(Task input begins)
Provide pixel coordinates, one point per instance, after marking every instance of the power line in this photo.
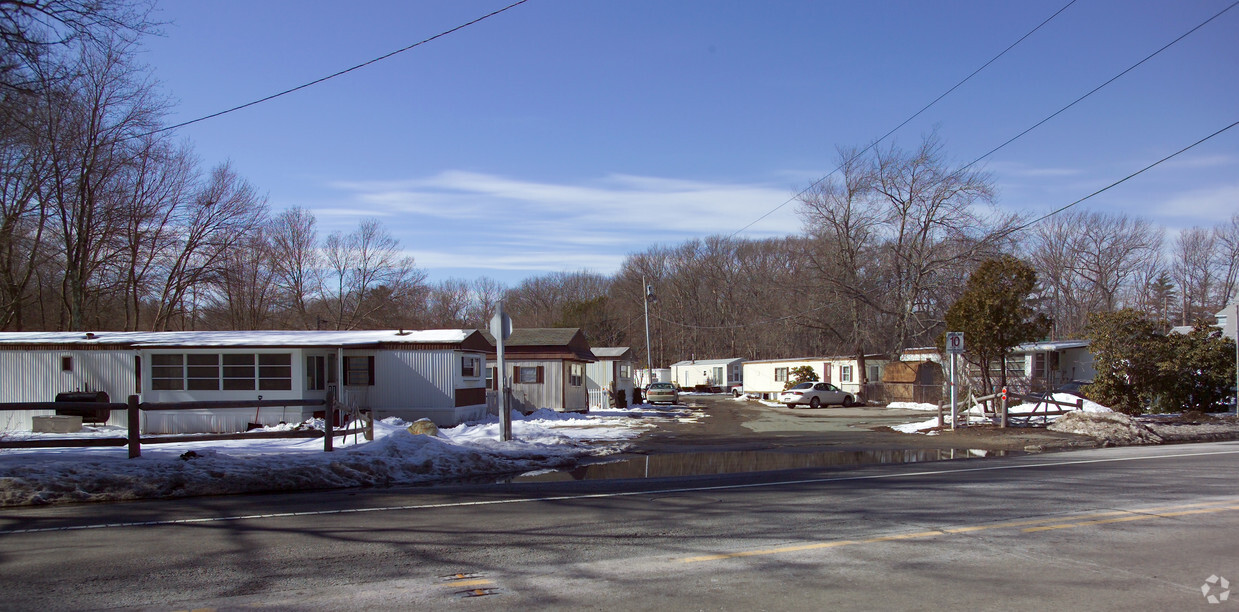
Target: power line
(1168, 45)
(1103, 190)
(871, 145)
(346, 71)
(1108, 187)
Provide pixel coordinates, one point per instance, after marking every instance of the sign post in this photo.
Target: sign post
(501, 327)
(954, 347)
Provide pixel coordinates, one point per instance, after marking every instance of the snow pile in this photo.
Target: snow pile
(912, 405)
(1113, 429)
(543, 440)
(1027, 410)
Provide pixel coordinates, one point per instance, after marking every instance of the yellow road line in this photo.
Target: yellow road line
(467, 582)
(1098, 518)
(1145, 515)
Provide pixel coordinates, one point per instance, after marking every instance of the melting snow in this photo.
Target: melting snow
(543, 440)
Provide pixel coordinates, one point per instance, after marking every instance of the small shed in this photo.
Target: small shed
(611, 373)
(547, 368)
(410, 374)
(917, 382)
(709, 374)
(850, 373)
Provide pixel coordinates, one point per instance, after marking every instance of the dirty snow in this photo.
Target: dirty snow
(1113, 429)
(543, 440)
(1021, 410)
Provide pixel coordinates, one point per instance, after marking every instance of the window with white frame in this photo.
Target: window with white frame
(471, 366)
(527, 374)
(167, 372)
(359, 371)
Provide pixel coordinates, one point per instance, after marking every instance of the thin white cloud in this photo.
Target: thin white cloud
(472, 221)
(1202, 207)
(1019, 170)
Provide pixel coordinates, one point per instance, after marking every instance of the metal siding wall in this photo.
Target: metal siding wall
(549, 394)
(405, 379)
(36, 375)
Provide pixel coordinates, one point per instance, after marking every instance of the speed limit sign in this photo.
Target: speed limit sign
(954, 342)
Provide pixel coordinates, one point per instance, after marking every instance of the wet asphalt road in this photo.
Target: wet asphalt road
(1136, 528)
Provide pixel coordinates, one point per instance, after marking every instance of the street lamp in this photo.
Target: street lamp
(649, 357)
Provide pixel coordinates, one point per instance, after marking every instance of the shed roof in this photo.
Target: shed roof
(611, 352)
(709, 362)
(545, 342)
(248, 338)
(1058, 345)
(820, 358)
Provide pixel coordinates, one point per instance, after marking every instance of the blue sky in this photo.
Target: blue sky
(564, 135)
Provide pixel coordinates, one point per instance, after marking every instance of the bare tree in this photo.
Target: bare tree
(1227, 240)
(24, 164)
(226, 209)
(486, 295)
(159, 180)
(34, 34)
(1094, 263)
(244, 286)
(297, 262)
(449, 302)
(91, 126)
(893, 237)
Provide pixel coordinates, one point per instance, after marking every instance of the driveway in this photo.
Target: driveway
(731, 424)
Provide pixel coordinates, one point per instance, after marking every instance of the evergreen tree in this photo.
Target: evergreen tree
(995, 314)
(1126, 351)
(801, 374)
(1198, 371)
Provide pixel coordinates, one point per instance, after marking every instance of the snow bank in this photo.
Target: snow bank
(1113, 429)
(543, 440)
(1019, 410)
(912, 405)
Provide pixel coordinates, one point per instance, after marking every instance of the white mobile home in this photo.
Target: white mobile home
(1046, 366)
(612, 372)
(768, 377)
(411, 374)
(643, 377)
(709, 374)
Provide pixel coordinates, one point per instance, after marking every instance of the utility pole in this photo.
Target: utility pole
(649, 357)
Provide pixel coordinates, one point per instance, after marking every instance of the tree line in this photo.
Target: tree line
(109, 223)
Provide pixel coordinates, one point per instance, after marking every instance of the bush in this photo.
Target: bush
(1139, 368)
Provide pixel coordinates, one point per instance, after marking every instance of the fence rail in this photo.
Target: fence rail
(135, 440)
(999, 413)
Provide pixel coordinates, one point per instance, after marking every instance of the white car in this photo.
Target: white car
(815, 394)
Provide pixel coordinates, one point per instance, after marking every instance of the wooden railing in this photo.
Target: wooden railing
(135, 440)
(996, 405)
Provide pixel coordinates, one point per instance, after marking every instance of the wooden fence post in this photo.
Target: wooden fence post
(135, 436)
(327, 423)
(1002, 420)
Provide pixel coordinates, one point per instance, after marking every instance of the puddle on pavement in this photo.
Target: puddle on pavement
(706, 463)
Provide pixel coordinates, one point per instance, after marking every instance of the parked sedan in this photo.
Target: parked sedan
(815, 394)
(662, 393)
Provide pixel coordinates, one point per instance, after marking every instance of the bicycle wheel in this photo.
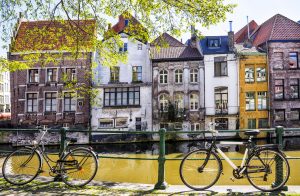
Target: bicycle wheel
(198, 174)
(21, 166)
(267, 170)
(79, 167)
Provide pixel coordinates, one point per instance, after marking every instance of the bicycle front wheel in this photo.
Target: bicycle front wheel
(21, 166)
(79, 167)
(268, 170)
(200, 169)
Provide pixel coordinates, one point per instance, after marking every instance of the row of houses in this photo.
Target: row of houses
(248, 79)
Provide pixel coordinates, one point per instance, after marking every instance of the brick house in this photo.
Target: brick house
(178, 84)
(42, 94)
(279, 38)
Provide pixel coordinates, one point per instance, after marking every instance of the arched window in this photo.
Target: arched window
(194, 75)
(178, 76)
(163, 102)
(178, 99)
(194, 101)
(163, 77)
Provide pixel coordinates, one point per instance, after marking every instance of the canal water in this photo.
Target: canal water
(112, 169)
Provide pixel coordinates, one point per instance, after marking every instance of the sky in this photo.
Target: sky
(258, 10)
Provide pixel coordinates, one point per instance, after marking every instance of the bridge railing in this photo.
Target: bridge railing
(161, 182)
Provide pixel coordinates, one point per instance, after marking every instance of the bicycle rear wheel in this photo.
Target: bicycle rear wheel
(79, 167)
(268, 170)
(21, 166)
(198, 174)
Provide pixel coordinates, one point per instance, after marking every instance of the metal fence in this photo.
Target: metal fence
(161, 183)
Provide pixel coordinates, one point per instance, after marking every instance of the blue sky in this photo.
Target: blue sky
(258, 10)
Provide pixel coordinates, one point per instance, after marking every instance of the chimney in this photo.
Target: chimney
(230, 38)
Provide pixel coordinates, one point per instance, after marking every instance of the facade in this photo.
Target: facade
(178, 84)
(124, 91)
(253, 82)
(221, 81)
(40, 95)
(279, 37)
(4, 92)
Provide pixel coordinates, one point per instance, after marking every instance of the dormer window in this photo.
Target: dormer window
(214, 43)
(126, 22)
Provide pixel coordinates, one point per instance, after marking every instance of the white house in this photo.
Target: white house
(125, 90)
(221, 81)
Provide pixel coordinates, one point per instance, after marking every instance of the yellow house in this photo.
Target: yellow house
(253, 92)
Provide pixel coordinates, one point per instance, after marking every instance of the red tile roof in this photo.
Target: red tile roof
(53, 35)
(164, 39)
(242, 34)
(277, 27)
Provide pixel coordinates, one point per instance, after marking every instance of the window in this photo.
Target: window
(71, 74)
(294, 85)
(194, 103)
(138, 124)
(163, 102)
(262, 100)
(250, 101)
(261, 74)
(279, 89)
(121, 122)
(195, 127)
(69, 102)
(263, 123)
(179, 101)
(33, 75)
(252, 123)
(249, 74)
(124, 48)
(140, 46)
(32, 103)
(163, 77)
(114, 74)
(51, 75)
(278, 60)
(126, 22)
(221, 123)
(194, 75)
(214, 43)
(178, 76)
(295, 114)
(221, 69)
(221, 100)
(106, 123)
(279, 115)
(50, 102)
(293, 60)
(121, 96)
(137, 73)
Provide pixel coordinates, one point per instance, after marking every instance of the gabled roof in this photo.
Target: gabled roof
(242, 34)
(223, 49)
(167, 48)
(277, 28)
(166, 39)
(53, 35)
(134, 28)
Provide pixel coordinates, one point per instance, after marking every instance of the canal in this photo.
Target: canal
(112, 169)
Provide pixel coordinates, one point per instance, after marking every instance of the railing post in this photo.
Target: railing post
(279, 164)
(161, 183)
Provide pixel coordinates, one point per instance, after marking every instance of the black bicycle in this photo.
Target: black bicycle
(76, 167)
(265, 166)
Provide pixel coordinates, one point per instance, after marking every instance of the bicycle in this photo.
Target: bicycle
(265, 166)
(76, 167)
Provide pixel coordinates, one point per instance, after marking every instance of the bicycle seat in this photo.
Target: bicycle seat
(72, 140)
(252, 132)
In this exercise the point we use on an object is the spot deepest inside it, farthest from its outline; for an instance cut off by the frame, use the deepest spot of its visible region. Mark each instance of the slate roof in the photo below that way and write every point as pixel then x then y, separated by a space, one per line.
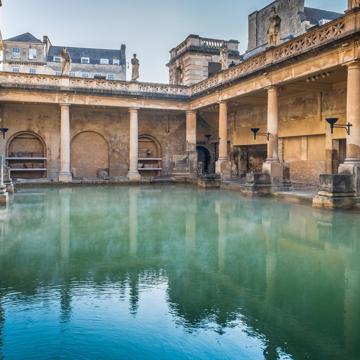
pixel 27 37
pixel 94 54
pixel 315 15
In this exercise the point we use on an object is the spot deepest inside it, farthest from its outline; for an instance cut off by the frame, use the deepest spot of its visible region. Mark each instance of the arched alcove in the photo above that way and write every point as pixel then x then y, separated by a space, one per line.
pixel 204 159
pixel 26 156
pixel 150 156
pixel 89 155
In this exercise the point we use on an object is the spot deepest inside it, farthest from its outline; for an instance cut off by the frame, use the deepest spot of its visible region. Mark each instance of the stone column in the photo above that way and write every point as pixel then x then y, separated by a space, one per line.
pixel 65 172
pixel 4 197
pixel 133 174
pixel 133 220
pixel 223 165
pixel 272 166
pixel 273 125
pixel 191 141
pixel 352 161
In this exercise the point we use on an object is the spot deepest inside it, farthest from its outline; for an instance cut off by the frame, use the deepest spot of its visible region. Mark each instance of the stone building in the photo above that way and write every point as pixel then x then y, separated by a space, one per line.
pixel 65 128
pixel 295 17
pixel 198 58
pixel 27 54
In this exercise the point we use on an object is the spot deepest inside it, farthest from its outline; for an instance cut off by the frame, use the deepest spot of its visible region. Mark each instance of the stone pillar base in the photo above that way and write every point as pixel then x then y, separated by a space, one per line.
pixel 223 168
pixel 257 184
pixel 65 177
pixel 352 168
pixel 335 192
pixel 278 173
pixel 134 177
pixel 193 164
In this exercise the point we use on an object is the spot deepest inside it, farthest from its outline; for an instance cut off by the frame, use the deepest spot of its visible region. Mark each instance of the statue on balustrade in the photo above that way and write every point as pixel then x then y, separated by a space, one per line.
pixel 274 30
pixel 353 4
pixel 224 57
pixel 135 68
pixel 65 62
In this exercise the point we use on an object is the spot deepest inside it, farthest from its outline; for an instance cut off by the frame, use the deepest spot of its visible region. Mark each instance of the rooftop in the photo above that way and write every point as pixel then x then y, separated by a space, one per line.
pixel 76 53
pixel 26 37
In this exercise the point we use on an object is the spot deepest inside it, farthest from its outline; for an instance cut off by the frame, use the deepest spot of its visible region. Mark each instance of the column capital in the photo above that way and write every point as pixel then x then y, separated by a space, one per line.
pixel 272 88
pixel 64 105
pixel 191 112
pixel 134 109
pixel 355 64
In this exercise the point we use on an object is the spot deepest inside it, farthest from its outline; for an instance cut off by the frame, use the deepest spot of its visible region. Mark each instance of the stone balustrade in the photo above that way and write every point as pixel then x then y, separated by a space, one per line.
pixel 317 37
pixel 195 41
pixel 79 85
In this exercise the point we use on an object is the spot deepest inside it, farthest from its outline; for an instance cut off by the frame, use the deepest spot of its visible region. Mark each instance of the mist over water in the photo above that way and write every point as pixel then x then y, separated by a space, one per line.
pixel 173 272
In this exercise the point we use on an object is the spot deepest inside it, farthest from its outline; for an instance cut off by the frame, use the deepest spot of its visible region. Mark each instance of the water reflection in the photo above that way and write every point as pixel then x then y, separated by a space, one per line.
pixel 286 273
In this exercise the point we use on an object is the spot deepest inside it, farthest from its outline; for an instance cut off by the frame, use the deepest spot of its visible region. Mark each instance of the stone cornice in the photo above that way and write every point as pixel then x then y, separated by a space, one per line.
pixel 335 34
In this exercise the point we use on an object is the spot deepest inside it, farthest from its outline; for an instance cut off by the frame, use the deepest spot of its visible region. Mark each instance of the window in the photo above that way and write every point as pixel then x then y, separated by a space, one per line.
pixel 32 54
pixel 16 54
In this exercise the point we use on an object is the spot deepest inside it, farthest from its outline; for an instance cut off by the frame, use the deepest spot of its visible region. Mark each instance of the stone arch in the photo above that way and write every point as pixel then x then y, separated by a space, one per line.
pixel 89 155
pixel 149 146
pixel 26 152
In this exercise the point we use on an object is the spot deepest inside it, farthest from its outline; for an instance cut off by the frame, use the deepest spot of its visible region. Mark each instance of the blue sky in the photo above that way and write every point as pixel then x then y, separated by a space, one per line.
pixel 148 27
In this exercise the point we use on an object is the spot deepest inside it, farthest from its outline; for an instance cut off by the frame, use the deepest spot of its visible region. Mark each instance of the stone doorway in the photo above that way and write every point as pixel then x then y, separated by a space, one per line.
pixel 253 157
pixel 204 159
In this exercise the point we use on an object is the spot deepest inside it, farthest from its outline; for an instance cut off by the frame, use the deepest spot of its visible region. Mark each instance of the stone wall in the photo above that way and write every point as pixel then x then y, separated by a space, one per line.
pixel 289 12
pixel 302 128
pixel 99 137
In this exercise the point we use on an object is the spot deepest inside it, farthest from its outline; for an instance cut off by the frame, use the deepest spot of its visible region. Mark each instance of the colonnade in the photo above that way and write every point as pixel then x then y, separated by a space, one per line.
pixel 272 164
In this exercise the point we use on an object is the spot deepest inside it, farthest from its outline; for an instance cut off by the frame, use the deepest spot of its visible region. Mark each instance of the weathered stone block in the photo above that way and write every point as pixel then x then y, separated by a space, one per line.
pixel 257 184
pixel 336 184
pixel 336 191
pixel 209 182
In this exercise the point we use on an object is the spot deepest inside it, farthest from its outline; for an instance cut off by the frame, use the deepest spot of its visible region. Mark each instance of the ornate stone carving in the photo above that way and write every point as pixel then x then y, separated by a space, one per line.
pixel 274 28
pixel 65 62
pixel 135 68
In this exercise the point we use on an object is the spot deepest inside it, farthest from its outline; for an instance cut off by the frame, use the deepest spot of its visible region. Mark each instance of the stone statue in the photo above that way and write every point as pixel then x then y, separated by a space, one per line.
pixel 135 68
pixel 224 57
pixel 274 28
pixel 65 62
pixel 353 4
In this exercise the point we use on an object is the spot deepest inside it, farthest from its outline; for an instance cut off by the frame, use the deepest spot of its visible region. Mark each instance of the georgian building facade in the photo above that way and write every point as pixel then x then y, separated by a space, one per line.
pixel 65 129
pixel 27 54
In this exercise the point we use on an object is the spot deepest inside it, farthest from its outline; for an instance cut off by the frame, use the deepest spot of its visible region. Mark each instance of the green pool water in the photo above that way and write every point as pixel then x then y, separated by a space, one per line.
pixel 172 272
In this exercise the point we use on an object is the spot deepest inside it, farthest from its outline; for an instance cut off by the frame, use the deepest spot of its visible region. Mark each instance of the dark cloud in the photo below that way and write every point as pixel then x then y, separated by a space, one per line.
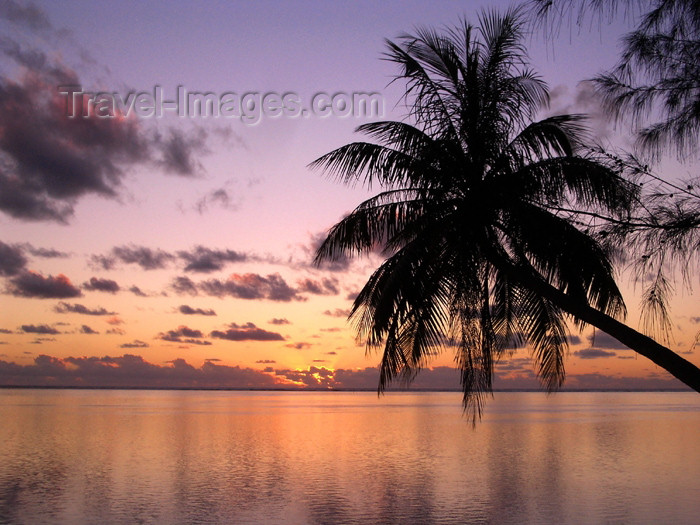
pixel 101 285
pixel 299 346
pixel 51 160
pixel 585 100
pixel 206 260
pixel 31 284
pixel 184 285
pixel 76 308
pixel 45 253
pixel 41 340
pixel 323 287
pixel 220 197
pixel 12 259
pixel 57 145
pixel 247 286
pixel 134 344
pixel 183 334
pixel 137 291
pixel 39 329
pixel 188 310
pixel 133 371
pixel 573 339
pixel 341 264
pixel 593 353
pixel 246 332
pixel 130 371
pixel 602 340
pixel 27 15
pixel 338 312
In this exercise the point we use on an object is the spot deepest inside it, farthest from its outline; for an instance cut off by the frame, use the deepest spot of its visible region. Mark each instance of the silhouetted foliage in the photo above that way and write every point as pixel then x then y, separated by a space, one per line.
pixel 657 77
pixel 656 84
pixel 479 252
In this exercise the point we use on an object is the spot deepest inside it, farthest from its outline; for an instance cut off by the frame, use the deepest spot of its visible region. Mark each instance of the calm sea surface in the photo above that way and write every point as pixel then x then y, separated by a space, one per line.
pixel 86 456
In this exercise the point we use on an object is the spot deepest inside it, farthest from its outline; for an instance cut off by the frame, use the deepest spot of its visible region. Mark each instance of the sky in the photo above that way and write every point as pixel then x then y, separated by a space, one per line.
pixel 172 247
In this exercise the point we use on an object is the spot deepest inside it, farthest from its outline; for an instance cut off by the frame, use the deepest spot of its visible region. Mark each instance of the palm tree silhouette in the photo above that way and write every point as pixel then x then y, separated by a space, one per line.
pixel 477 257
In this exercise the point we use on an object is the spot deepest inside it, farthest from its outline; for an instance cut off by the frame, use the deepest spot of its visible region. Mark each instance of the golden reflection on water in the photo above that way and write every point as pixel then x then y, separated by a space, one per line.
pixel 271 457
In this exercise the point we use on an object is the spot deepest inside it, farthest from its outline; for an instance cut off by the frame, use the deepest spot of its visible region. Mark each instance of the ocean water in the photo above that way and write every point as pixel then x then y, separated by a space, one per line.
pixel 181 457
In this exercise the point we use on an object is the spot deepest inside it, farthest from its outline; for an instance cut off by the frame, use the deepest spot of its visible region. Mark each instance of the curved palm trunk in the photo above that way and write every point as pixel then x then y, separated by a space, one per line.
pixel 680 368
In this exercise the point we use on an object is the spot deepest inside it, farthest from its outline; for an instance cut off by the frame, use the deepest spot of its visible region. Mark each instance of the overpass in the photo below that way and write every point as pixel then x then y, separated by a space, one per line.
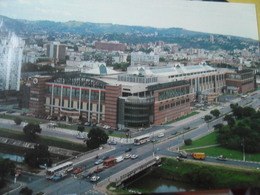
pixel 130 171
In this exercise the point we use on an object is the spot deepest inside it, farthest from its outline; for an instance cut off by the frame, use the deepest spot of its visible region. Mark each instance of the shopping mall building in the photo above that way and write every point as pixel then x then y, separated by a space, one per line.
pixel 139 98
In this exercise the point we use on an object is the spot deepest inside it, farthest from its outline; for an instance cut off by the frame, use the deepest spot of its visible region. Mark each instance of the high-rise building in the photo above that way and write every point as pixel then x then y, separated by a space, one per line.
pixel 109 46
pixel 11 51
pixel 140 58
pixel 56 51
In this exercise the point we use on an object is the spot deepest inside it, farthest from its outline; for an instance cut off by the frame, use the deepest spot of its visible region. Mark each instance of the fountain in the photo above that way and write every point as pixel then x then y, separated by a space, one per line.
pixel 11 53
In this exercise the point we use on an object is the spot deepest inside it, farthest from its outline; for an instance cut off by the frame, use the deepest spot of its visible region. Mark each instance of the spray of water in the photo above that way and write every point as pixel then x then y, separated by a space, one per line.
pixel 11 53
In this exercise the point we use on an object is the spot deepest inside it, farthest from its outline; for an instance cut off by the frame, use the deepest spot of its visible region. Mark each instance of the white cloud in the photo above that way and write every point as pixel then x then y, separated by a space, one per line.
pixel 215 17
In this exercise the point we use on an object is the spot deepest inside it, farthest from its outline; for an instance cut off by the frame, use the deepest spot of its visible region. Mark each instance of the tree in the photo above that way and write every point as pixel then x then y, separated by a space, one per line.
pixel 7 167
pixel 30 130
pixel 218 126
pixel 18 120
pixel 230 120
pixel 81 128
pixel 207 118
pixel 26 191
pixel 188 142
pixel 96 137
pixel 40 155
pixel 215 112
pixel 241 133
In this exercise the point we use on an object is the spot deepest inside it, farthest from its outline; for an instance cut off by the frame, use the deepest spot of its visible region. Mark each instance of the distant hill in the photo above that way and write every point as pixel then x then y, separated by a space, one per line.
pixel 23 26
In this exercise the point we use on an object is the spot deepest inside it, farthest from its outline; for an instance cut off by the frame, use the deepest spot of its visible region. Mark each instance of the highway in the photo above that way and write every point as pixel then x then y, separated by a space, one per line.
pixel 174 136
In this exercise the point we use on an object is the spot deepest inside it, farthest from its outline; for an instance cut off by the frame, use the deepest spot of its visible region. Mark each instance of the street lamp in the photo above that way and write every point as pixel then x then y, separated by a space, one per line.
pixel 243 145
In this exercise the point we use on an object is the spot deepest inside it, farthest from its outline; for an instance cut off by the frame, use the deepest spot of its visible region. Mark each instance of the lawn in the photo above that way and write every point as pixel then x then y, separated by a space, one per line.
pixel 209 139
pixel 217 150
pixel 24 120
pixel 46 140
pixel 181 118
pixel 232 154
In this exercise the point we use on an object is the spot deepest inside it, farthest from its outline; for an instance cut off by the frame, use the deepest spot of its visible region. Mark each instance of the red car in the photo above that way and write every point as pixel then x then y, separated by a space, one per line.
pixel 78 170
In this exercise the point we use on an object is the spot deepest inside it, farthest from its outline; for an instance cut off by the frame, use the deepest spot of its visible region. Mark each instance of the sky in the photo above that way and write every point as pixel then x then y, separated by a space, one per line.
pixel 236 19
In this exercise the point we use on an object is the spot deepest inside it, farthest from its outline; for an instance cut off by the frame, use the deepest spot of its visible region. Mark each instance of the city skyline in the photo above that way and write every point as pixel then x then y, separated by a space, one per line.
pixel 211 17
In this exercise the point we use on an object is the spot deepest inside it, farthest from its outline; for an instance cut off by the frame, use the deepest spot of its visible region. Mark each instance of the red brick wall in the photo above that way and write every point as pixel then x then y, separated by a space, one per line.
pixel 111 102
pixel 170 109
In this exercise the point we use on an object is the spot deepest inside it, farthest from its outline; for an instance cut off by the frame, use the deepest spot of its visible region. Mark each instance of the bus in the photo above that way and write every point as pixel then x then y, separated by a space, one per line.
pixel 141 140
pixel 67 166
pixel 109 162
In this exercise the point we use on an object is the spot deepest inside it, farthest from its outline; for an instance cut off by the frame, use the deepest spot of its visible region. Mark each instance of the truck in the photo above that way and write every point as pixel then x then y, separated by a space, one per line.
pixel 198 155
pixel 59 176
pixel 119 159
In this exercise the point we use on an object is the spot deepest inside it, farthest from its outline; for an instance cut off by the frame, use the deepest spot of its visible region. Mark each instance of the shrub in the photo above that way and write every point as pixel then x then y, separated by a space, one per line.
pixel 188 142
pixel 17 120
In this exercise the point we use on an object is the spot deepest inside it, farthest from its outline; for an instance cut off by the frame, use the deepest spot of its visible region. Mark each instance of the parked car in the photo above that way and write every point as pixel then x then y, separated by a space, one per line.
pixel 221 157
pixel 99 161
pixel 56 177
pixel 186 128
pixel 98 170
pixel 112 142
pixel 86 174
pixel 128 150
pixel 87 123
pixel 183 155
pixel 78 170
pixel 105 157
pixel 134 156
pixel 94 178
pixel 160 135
(Task input ends)
* [What is required]: Return, with no change at all, every line in the entries above from the line containing "Target: bush" through the line containing "fence post in this photo.".

* [Expected output]:
Target: bush
(1139, 368)
Provide pixel coordinates, one point per instance, after marking every instance of the fence rail in this photo.
Target: fence rail
(135, 440)
(999, 413)
Provide pixel coordinates, one point per instance, after marking every instance of the white car in this photo.
Target: white car
(815, 394)
Provide pixel coordinates, one point per instance, after marking every instance of the wooden railing in this photo.
Target: wooden railing
(135, 440)
(996, 405)
Provide pixel coordinates, one point per instance, after marking every instance of the wooden fence post in this photo.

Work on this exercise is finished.